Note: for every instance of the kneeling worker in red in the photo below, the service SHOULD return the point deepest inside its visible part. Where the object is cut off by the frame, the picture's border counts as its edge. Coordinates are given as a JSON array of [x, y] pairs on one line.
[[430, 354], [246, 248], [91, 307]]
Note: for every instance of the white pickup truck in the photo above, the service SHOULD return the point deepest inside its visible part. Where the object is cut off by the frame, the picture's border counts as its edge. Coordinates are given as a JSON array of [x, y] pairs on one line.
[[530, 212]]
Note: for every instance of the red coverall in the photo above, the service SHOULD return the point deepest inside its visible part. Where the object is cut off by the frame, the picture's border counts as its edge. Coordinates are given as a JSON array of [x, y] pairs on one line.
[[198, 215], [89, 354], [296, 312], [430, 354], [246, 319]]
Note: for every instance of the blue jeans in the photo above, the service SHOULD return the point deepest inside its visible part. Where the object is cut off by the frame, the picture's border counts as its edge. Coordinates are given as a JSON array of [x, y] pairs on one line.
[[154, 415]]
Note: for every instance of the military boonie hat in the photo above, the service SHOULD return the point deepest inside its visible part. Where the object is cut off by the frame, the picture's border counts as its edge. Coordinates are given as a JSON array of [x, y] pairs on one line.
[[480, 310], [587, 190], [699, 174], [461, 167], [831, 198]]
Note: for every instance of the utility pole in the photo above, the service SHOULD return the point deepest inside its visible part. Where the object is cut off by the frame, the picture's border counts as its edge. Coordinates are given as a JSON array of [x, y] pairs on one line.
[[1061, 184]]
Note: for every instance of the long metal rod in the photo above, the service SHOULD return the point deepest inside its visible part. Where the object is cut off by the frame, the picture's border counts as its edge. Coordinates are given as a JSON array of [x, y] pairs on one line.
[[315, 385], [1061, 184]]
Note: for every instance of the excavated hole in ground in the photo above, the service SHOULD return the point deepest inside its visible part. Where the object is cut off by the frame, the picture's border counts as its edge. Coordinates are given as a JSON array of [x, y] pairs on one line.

········

* **Problem requirements**: The answer is the line with "Note: for every instance of the long" plus every line after it to the last line of the entries above, copied exactly and with no other lines.

* **Task result**:
Note: for every instance of the long metal rod in the photo above, the service SHOULD return the point deepest inside its visible part. Where the object is cut off by the frame, the picture's border counts as its edge. Coordinates are given as a JSON array of [x, y] pairs on one line.
[[315, 385], [1061, 184]]
Note: for every instance of the excavated hole in ground in the photo above, the service SHOULD return the point deepest inside its visible part. Where the object is cut off by the frame, the picture's border counts as its edge. Coordinates are given as a JSON array of [x, y] pairs on one line.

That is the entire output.